» **SUPPLIED PASSAGE**
# # # # #

Conveyancing costsI read an interesting article in the Telegraph the other day about Stamp Duty Land Tax.

Yep, tax and interesting in the same sentence.

It was talking about how the number of people affected by stamp duty (SD) has more than doubled in the past decade.

This is all down to rising house prices.

As house prices have risen, the stamp duty thresholds have remained the same. This means that more houses are subject to paying SD, deterring people from buying homes, and not allowing young people to get onto the property ladder.

Conservative MP’s and financial experts have warned that the middle class was being burdened with taxes that were originally designed to affect only the richest people.

How much is Stamp Duty?

A whopping 90% of the total legal costs involved in purchasing a property goes to the government in SD, with a further ‘2 and a bit’ percent to another government department – the Land Registry.

As an example on a house costing £350,000; out of a total legal cost of approximately £11,500, just under £10,600 goes on Stamp Duty Land Tax.

Only 5-6% of this total cost goes to your conveyancing solicitor.

It is not payable on house up to and including £125,000, but kicks in at a pound over that number.

The amounts payable above that threshold are:

  • 1% up to £250,000
  • 3% between £250,001 and £500,000
  • 4% between £500,001 and £1,000,000
  • 5% between £1,000,001 and £2,000,000
  • 7% over £2,000,001.

# # # # #

» **RECORDED DATA**
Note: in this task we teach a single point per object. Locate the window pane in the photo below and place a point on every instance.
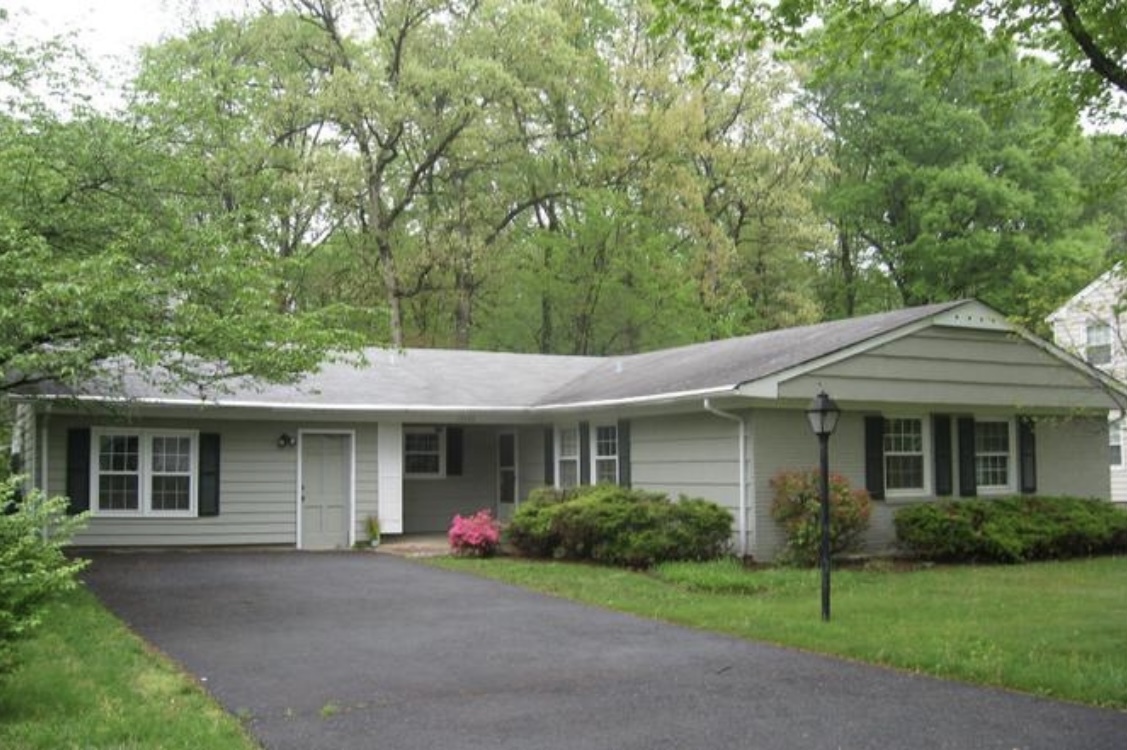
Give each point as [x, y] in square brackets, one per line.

# # # # #

» **GOALS**
1: Reproduce everything in the stamp duty article from "Only 5-6% of" down to "over that number.", word for word.
2: Continue the stamp duty article after its last line.
None of the data is needed here.

» **REPLIES**
1:
Only 5-6% of this total cost goes to your conveyancing solicitor.

It is not payable on house up to and including £125,000, but kicks in at a pound over that number.

2:
Homes worth more than £250,000 made up 25% of all property sales last year – in 2003 this figure was 10%.

The South East of England has the largest issue with SD, 42% of total SD paid in 2013 was from the London area, despite sales only accounting for 13% of all sales.

Why is Stamp Duty Land Tax so expensive?

The tax brackets for Stamp duty have not been altered to bring them in line with current house prices. As a result middle class purchasers and first time buyers trying to get on the property ladder are being affected by taxes meant for the rich.

Because of the unfairness to the middle class and first time buyers, MP’s have suggested that George Osborne should make a commitment to altering the Stamp Duty thresholds, much like he did with the Pension reforms. There will be a back bench debate on this matter in September.

With any luck, the myth that conveyancing fees ‘cost thousands and thousands of pounds’ could be put to rest soon – with the thresholds changed and more people able to buy property or get a foot on the property ladder.

More information to follow after the debate!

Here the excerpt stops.